課題 1: 記録の中で「fire」という文字列を含む行を数え、その数だけを答えよ。

提示文:
—————
今日は女性の袴の歴史です
すっかり卒業式の着物として定着した袴姿。
実は袴は元々貴族女性の下着でした
日本は古墳時代から長い間ツーピースで、
男性は衣褌(きぬばかま)
女性は衣裳(きぬも)、と言う姿でした。
衣は上着、今で言うトップスで、
褌はズボン、裳はスカートです^ ^
中国の影響で衣服の様式が変わった
奈良時代でも変わらずツーピースでした。
高松塚古墳の壁画などで知られている
奈良時代の宮廷の女性の服装なんて、
ジャケットにロングスカートですよね😆
で、あのロングスカート『裳(も)』の下に、
女性は袴(ズボン)をはいていました。
今ならペチパンツと言った所でしょうか。
平安時代になって上衣の丈がどんどん伸び
いわゆる唐衣裳姿(十二単)となって
上着の裾を引きずる様になると、
ロングスカートの裳は、
スカートとしては着用出来なくなり
平たく後ろにトレーンを引く形になります。
無理に裳をつけなくても良いんじゃ?
て思いますけれども、
奈良時代の衣服令と言う法律で
裳が正装アイテムと定められていたので、
何とか身につけようとした模様🤣
で、ぐる〜っと下半身を覆っていた裳が
下半身を覆ってくれなくなり、
下着だった袴が見える様になります。
見える様になった以上仕方がない、
とばかりに下着だった短い袴は、
長〜く足を覆って裾を引きずる形になり
実用かつ装飾的な
十二単の重要アイテムとなりました。
なのですが、どう見ても
この装束、めんどくさいですよね❓
で、省略が始まります😆
室町時代になると、
平安時代ならほぼ下着姿❗️と言って良い
小袖に袴だけの姿が、
貴族の女性の間でも日常着になります。
そしてとうとう室町時代末期には、
女性の装束は貴族女性も一般女性も
み〜んな小袖に帯だけの形になり
袴は着られなくなってしまったのです。
人間、
楽な方が好き
って事ですよね〜🤣
とは言っても、貴族や武家の女性は
小袖を豪華に重ねて、
いわゆる打掛姿をしていましたし、
宮中での礼装として
十二単は残り続けましたが
そんなこんなでこれ以降宮中での礼装を除き
女性の装束から袴が消えてしまいました。
それから数百年。明治になって、
一般の女性の装束に袴が現れます。
女性が学校に通う様になったからです。
学校が椅子に机と言う、
西洋風の環境だったから
つまりですね、
椅子に座ると着物の裾が開いちゃうから
それをカバーしたくて袴が採用されたと🤣
確かに着物の裾が見えなくなりますね。
なのですが、
女が袴をはくなんて❗️
なんて当時は言われたそうです。
女性の装束から袴が消えて
数百年経っていますからね〜💦
そもそも袴は貴族女性の装束アイテムで
一般女性には袴をはく習慣自体が
ありませんでしたし。
それに、当時の人にとっては
袴は男性の正装アイテム。
—————
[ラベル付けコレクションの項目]
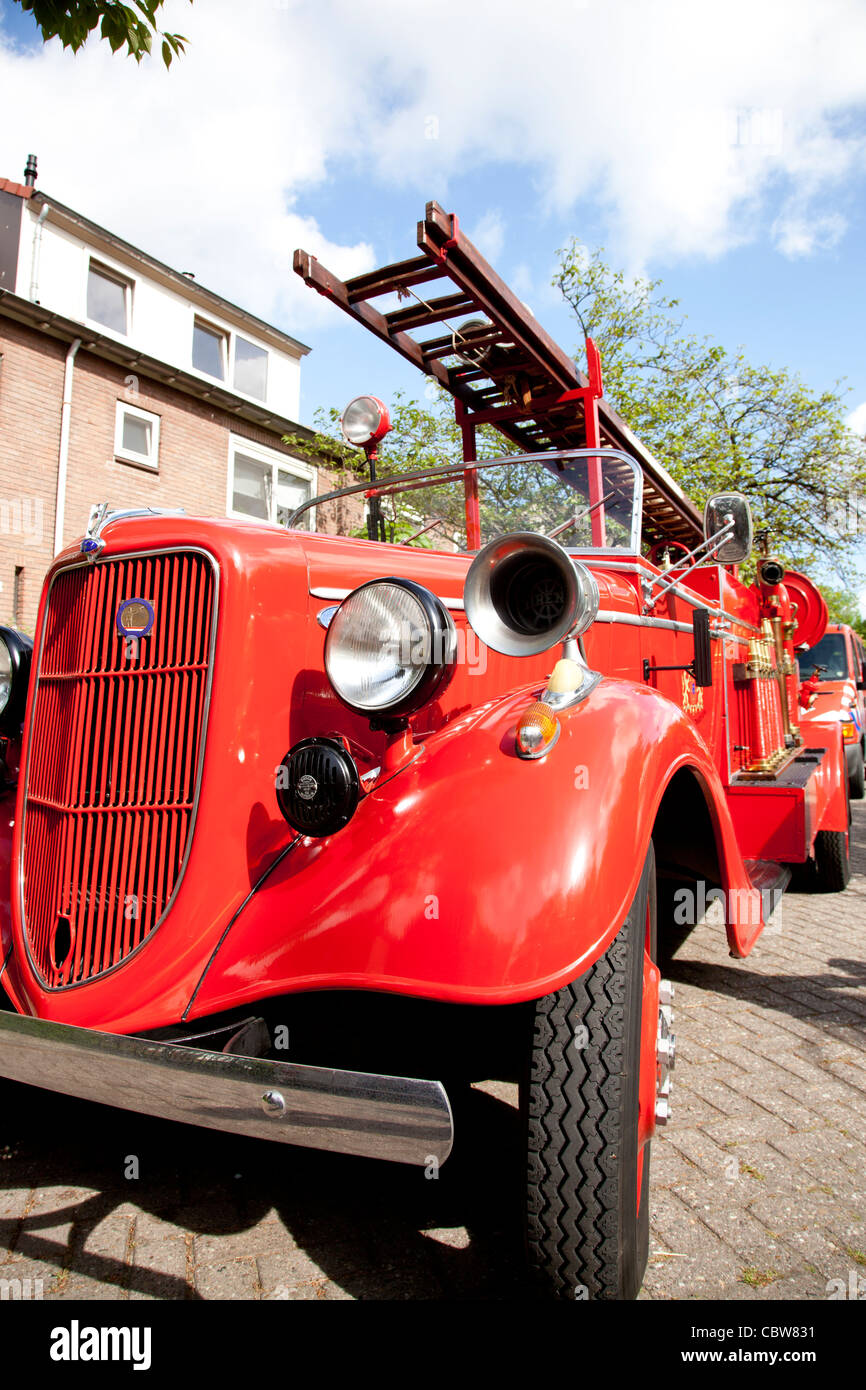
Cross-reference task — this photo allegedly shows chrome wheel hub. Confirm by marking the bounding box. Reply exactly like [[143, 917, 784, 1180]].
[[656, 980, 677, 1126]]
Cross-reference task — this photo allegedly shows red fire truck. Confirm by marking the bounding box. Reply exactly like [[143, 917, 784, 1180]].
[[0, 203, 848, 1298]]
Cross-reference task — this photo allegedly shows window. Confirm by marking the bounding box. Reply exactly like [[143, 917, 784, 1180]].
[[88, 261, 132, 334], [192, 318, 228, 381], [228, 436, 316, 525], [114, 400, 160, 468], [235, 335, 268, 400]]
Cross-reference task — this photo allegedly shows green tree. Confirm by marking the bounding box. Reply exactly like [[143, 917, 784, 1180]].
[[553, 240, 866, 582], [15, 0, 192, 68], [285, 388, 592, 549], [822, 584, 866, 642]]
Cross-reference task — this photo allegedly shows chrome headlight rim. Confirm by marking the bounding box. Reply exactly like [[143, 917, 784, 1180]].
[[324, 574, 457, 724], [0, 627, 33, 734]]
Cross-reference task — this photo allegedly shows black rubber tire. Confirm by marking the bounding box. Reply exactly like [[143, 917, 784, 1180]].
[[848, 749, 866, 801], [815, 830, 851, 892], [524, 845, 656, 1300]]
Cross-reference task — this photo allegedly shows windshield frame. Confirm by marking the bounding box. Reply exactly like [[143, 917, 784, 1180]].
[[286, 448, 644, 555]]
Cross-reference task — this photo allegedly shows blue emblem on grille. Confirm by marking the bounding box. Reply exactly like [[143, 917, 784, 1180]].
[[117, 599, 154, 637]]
—————
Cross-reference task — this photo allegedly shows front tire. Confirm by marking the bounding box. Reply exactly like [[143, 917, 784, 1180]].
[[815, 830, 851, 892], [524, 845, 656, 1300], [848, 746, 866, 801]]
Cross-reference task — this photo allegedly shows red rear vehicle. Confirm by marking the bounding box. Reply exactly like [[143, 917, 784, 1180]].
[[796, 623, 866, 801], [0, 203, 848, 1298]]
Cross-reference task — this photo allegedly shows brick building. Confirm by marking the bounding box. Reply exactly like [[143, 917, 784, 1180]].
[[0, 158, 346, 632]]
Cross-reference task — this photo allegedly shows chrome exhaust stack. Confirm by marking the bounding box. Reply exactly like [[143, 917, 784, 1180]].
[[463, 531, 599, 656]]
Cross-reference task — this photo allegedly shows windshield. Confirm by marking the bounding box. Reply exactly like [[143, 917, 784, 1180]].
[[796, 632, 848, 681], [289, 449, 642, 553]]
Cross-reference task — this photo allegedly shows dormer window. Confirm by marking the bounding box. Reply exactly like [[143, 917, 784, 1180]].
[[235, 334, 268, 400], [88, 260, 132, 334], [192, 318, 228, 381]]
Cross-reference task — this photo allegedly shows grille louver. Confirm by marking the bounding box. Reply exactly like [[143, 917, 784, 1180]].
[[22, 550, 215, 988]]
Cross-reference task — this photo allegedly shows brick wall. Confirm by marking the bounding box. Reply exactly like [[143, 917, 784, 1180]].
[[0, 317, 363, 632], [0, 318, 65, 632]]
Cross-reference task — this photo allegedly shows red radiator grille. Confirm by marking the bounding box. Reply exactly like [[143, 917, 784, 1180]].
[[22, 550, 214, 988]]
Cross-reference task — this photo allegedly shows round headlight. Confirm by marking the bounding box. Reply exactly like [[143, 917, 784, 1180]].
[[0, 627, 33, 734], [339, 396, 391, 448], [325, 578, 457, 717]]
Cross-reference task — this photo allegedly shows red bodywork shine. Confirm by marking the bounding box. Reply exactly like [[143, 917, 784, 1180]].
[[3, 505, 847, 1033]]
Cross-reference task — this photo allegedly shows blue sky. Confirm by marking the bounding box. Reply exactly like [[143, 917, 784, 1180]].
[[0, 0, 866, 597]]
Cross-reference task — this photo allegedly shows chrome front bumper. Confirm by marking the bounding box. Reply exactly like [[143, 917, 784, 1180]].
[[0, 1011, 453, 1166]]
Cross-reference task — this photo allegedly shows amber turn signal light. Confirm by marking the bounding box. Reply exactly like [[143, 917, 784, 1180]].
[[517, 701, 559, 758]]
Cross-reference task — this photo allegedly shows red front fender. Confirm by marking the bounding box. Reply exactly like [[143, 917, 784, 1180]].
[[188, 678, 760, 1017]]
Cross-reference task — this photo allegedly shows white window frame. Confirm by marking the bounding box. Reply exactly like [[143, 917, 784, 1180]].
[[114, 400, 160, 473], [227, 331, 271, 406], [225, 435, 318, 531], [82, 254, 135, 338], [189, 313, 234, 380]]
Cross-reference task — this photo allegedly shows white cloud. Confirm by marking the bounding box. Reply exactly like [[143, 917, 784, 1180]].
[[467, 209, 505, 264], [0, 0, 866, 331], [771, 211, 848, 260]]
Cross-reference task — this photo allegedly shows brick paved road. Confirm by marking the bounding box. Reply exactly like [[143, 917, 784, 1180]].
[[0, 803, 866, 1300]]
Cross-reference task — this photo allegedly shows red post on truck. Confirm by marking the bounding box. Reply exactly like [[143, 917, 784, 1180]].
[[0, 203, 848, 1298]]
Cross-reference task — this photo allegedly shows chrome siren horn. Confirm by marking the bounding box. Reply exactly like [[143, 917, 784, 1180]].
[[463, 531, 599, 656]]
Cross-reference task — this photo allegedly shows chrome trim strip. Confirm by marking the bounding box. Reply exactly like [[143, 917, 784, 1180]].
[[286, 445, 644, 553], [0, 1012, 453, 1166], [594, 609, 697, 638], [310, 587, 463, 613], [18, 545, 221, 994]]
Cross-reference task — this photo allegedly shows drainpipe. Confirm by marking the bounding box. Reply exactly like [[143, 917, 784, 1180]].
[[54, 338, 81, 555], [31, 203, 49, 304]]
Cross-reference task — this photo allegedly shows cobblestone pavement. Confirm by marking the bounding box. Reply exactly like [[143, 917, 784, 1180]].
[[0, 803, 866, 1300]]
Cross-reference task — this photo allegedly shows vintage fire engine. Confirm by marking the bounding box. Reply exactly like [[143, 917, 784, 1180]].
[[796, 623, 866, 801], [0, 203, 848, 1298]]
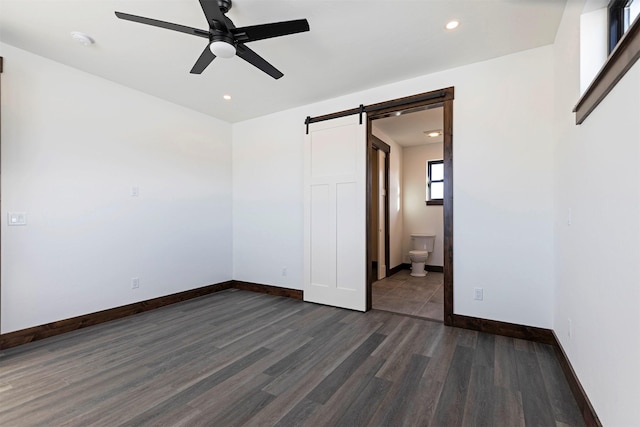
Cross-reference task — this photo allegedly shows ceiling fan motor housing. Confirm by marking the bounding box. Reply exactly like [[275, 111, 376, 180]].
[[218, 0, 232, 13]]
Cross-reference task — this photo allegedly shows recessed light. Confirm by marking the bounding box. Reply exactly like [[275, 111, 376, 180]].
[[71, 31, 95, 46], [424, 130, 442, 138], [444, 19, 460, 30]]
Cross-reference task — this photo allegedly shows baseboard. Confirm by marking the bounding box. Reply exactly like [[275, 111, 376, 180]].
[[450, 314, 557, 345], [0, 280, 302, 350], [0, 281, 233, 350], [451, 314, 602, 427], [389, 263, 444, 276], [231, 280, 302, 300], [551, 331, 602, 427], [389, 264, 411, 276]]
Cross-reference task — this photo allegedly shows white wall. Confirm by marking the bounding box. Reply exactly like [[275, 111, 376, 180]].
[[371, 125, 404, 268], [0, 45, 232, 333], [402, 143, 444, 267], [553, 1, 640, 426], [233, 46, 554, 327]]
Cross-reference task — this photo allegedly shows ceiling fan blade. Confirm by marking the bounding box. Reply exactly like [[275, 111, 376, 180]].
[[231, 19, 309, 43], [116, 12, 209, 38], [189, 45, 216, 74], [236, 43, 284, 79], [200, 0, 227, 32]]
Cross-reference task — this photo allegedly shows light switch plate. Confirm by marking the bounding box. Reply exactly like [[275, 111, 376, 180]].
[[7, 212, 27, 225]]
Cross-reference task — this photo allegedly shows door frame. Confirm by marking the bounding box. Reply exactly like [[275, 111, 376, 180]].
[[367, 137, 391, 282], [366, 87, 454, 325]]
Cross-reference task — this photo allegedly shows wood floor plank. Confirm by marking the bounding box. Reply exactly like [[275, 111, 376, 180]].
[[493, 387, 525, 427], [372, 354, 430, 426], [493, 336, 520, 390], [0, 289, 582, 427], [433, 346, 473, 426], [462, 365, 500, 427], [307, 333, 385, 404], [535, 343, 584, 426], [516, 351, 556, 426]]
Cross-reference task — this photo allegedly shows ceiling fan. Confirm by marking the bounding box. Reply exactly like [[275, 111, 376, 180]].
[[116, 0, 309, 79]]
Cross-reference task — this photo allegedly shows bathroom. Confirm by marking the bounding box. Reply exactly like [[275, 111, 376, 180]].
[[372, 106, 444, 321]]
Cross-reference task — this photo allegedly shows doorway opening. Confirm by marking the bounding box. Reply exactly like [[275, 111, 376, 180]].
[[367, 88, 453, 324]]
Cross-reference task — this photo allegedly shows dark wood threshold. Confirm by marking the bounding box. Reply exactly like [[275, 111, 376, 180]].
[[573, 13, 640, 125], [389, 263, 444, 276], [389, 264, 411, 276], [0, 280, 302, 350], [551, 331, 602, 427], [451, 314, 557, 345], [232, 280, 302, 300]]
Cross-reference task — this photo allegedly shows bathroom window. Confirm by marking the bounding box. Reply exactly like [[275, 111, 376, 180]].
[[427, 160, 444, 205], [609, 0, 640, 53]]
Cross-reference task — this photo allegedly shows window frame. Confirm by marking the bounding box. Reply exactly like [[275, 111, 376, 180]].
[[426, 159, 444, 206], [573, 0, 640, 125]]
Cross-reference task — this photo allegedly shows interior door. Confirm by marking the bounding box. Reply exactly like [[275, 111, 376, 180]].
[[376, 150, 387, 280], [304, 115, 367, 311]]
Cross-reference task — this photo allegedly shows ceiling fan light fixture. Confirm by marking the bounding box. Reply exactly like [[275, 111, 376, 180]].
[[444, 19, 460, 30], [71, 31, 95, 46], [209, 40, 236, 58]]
—————
課題 2: 上の袴の歴史についての文章のうち、「平安時代になって上衣の丈がどんどん伸び」から始まり「下着だった袴が見える様になります。」で終わる部分を一字も変えずに書き写せ。

解答 1: 2

解答 2:
平安時代になって上衣の丈がどんどん伸び
いわゆる唐衣裳姿(十二単)となって
上着の裾を引きずる様になると、
ロングスカートの裳は、
スカートとしては着用出来なくなり
平たく後ろにトレーンを引く形になります。
無理に裳をつけなくても良いんじゃ?
て思いますけれども、
奈良時代の衣服令と言う法律で
裳が正装アイテムと定められていたので、
何とか身につけようとした模様🤣
で、ぐる〜っと下半身を覆っていた裳が
下半身を覆ってくれなくなり、
下着だった袴が見える様になります。